RECORD SET:
________________

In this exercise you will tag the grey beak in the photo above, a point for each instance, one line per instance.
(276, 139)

________________

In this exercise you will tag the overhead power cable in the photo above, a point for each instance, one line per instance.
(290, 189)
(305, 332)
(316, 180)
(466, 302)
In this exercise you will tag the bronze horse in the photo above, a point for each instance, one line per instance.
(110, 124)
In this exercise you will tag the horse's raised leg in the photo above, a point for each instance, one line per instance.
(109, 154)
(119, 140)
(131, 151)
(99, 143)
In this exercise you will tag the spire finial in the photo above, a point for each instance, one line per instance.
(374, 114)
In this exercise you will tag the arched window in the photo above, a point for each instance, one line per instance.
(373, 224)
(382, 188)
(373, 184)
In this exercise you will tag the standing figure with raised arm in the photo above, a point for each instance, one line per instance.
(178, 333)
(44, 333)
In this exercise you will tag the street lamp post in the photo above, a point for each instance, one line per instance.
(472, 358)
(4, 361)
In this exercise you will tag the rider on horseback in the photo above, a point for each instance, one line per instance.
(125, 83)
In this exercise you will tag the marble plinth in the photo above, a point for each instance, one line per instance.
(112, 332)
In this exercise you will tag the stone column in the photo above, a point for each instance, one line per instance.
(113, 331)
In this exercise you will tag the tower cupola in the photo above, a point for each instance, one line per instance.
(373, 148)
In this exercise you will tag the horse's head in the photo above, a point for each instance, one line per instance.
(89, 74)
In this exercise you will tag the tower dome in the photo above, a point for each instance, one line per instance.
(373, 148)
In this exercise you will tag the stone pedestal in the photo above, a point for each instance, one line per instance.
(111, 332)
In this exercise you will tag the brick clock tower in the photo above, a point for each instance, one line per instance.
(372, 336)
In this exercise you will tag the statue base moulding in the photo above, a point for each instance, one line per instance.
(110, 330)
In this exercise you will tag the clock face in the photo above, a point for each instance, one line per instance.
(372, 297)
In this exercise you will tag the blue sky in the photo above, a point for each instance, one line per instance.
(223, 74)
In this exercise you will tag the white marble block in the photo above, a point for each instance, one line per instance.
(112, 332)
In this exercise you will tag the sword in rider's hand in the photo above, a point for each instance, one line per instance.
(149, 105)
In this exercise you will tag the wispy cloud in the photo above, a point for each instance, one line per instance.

________________

EXERCISE DESCRIPTION: In the records above, find the line with "In this exercise you will tag the sword"; write out exactly that line and each one after it, stopping after the line with "In this exercise you will tag the wispy".

OUTPUT OF THE TASK:
In this exercise you will tag the sword in rider's hand in the photo above, a point for each instance, one line per instance.
(149, 105)
In this exercise you will tag the wispy cloud in the photo above, a point for each instance, one line per instance.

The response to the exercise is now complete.